Extracted text:
----
CAPE GIRARDEAU, Mo. (AP) — Low water levels on the Mississippi River are presenting challenges for some fish while benefiting other wildlife, experts say.
The drought has left the middle Mississippi River near record lows, prompting grave concerns about river commerce. The impact on wildlife varies greatly, driving some fish out of normally safe areas but allowing some animals to thrive along sandbars and side channels exposed by the low water level.
Missouri Department of Conservation natural history biologist Bob Gillespie told the Southeast Missourian (http://bit.ly/UM7lhF ) that with low water, juvenile fish lack hiding places.
"Organisms that use shallow-water areas will not have as much habitat available to them as they would if the river was at a higher stage," said Gillespie, who works out of Cape Girardeau. Fish, including the pallid sturgeon, use shallow water for spawning and seek refuge there to get out of the current of the deeper water.
On the other hand, birds like the interior least turn benefit because they nest on sandbar islands. With the water so low, they have more nesting areas. When water is high the birds, rare to this region, can be forced to nest inland and become more susceptible to predators.
----
Data for analysis:

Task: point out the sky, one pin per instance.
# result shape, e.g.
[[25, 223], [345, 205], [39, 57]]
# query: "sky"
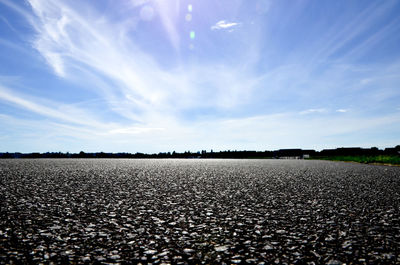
[[163, 75]]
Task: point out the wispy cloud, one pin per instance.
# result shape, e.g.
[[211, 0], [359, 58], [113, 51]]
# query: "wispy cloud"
[[224, 25], [144, 92], [310, 111]]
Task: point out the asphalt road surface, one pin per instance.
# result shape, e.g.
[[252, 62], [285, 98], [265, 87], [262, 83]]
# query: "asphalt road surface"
[[198, 212]]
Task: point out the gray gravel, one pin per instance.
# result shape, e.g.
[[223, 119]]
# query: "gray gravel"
[[198, 211]]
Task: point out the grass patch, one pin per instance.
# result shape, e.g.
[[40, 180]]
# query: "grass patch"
[[381, 159]]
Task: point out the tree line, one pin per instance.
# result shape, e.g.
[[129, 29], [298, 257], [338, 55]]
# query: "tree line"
[[281, 153]]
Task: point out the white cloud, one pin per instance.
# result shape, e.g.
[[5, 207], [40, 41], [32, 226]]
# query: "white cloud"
[[224, 25], [310, 111]]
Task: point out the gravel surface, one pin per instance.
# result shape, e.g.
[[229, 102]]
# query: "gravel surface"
[[198, 211]]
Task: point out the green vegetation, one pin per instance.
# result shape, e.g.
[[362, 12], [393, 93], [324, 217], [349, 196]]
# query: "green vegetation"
[[380, 159]]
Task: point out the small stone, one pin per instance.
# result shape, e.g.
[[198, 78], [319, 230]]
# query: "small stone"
[[221, 248]]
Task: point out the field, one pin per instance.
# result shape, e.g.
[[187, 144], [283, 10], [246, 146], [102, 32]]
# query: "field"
[[198, 211]]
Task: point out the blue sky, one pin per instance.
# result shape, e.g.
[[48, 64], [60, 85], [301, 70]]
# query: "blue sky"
[[164, 75]]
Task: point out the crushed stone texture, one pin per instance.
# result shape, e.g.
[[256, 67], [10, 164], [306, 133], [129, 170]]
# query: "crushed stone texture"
[[198, 212]]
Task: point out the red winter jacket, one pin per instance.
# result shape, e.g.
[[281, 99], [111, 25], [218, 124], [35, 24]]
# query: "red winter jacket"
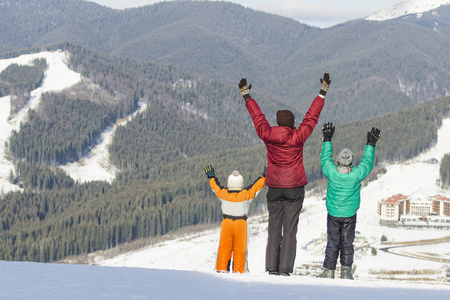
[[285, 145]]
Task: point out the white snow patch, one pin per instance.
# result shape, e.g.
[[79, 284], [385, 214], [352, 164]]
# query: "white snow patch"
[[96, 166], [197, 251], [407, 7], [57, 77]]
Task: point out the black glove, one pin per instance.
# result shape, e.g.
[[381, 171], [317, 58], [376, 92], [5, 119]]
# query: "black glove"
[[245, 90], [373, 136], [209, 170], [325, 81], [328, 131]]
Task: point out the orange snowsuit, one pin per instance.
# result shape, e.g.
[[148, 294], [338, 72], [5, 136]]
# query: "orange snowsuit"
[[233, 233]]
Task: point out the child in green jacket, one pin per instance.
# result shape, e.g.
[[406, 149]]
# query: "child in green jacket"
[[343, 199]]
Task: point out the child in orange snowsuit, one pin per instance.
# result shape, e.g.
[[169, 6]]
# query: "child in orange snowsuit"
[[235, 203]]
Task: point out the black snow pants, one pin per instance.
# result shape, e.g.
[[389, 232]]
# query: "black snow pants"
[[284, 207], [341, 234]]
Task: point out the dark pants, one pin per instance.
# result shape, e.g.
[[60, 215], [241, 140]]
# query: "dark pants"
[[341, 234], [284, 207]]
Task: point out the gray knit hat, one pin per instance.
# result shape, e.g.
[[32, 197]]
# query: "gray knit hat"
[[345, 158]]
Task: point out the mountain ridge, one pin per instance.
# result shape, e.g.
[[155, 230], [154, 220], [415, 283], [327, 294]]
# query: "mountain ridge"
[[281, 57]]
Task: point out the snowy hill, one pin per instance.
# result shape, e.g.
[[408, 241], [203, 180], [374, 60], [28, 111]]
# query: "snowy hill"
[[197, 251], [24, 281], [183, 267], [406, 7]]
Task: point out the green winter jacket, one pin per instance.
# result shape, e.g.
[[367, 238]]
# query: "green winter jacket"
[[343, 192]]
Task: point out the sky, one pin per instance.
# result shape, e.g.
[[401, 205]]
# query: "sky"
[[320, 13]]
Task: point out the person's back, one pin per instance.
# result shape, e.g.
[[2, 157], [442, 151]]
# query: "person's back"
[[235, 202], [343, 199], [286, 177]]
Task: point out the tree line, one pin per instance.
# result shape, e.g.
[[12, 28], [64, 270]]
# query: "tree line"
[[161, 153]]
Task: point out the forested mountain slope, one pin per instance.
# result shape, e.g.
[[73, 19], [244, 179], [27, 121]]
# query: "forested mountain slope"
[[376, 67], [190, 122]]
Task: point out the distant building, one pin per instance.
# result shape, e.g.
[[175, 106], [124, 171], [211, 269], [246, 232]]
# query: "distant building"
[[418, 210]]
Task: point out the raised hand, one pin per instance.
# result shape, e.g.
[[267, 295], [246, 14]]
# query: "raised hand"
[[325, 81], [209, 170], [244, 89], [373, 136], [327, 131]]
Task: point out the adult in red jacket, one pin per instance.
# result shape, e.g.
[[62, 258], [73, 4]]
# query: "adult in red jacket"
[[285, 175]]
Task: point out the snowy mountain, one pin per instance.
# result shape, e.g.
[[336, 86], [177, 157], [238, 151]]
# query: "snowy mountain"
[[182, 267], [197, 251], [407, 7]]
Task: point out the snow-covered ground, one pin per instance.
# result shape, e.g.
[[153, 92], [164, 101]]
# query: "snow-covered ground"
[[406, 7], [95, 165], [57, 77], [197, 251], [183, 267], [25, 281]]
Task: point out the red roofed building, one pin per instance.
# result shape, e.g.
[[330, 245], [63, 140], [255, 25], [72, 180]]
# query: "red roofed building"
[[390, 209]]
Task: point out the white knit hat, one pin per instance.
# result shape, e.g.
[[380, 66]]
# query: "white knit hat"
[[235, 181]]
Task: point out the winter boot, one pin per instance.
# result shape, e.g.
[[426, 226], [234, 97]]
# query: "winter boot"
[[327, 273], [346, 272]]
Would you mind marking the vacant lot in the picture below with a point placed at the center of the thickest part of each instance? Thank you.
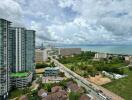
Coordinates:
(122, 87)
(99, 80)
(40, 70)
----
Exercise aim: Please transcribe the article above on low Mississippi River water and wildlife in full, word for word.

Worked solution:
CAPE GIRARDEAU, Mo. (AP) — Low water levels on the Mississippi River are presenting challenges for some fish while benefiting other wildlife, experts say.
The drought has left the middle Mississippi River near record lows, prompting grave concerns about river commerce. The impact on wildlife varies greatly, driving some fish out of normally safe areas but allowing some animals to thrive along sandbars and side channels exposed by the low water level.
Missouri Department of Conservation natural history biologist Bob Gillespie told the Southeast Missourian (http://bit.ly/UM7lhF ) that with low water, juvenile fish lack hiding places.
"Organisms that use shallow-water areas will not have as much habitat available to them as they would if the river was at a higher stage," said Gillespie, who works out of Cape Girardeau. Fish, including the pallid sturgeon, use shallow water for spawning and seek refuge there to get out of the current of the deeper water.
On the other hand, birds like the interior least turn benefit because they nest on sandbar islands. With the water so low, they have more nesting areas. When water is high the birds, rare to this region, can be forced to nest inland and become more susceptible to predators.